The second sphere of action was sewing, of course, which always seemed to be going on in center ring at the Ames house. Today Julia Mahoney, the dressmaker of choice, worked on a dress for Susan and a blue delaine, or light wool, dress for Evelina. The warm weather would soon arrive and the lighter dresses would be needed.

The last sphere was a nice change of pace – literally – for Evelina and her cousin-in-law, Almira Ames. With Dominic, a horse, pulling them along, the two women drove the carriage (or were driven) to nearby Sharon. Whom did they visit? Did they shop in the town?  The ride was pleasant, whatever the errand.

 

April 26, 1851

Spade

Sat Apr 26th  This morning a man came from the shops 

to spade my flower garden & hoe the currant

bushes Miss Foss Susan & self rode to Edwin Manlys

to speak for some plants and then went to Mothers

got there about half past twelve. Brought

home some Horseradish, Carraway roots & some

few plants Made the skirt to Susans green 

borage Delaine Miss Foss has finished the two shirts.

At last, gardening in earnest. A shovel shop employee was taken off his usual task to go up to the Ames homestead to turn over the soil in Evelina’s flower beds.  He used an Ames shovel, no doubt, and also an Ames hoe to loosen the dirt around the currant bushes behind the house.

**Referring expression pointing data**:
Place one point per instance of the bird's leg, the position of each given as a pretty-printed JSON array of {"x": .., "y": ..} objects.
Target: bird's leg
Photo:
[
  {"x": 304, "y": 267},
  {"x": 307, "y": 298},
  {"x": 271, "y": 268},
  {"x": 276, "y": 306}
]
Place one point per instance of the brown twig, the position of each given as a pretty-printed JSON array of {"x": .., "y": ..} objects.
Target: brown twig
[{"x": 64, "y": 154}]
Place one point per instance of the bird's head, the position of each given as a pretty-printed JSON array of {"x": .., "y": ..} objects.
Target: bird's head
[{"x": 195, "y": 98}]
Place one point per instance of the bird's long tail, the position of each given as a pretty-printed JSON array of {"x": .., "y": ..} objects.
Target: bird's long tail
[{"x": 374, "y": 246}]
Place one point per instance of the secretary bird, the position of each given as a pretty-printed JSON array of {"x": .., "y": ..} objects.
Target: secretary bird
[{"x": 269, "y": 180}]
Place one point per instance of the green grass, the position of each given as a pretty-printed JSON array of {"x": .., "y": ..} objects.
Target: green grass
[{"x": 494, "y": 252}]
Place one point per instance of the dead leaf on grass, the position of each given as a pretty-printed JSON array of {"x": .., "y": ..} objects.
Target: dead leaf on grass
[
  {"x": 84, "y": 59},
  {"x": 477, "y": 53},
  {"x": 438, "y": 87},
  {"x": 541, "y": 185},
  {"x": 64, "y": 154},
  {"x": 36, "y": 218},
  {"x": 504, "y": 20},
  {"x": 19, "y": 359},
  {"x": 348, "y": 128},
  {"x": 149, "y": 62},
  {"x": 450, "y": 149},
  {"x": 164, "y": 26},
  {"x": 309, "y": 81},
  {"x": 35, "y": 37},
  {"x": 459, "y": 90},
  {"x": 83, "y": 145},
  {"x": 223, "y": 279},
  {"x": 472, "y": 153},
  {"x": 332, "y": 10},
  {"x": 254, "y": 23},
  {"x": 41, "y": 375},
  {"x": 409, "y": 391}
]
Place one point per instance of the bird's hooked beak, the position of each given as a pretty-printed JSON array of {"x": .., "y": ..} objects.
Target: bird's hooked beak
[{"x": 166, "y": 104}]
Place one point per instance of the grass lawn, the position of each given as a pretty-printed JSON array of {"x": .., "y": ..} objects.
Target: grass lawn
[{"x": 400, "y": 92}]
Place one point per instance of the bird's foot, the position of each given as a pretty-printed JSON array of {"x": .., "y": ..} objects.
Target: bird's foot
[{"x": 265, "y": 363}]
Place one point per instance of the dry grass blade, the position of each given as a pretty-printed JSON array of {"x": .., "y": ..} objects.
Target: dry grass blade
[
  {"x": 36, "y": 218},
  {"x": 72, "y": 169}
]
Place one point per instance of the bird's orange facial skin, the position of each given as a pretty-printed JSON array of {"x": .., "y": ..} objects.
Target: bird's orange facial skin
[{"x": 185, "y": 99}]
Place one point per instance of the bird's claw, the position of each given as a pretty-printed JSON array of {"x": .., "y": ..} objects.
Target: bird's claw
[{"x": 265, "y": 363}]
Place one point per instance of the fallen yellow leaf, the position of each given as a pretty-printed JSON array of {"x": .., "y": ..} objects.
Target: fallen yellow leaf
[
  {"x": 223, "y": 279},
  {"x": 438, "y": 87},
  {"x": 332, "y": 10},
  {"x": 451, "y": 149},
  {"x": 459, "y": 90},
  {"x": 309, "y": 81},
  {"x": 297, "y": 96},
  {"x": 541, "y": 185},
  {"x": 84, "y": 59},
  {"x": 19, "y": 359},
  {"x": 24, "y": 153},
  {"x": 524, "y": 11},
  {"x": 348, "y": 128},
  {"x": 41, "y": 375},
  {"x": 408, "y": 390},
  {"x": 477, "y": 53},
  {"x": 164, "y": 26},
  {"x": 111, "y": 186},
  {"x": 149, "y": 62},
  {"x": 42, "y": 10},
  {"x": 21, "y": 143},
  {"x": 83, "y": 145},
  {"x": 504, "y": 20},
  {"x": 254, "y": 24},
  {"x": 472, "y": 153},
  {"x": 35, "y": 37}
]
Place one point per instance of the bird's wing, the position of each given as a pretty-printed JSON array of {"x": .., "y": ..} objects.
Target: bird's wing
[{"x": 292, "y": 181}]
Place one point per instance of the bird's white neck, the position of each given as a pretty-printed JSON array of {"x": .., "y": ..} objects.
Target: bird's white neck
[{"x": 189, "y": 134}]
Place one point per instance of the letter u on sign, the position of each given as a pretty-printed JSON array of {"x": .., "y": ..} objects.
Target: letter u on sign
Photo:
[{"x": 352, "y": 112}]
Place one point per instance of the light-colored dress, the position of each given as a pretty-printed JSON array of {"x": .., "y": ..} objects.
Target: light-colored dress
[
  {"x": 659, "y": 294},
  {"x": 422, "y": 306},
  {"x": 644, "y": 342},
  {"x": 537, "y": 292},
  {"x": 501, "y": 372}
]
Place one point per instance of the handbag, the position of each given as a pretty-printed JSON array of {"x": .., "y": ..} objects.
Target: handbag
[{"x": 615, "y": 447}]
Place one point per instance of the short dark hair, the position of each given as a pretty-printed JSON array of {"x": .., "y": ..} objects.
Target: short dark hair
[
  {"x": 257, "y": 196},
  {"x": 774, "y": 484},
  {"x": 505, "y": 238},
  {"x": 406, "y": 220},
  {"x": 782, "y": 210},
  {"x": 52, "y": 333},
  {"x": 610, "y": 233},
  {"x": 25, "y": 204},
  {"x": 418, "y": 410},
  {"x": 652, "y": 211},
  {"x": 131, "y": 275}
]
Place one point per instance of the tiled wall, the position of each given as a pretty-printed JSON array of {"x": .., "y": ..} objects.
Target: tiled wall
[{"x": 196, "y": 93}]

**Assigned task**:
Write what comes next in the passage on the Ames household's sewing and gardening, starting after the part about the currant bushes.

**Exercise answer**:
Evelina celebrated the spring day with her daughter Susie and boarder Orinthia Foss; the three took a wagon, most likely, north to the home of Edwin Manly.  At the time, Manly lived close to the town line with Stoughton, and was employed at the shovel shop. He was obviously interested in plants and kept an informal nursery on his farm, raising flowers to sell.  His green thumb brought in customers like Evelina. Not too long after this, however, he hurt his hand and had to leave his job at O. Ames & Sons. Fascinated by biology, chemistry and science in general, he studied medicine at Harvard, became a physician and set up an office in North Easton in the early 1860s. Later he moved to Taunton, where he worked as the town librarian for a number of years. Eventually, he moved to California.

Flowers weren’t all that the women brought home in the wagon.  They drove south to the other end of Easton to visit Evelina’s mother, Hannah Gilmore, at the Gilmore farm, where they picked up the horseradish and caraway roots and “some few plants.”   That Evelina and Orinthia had time to sew after all that riding around says a lot about their stamina and work ethic.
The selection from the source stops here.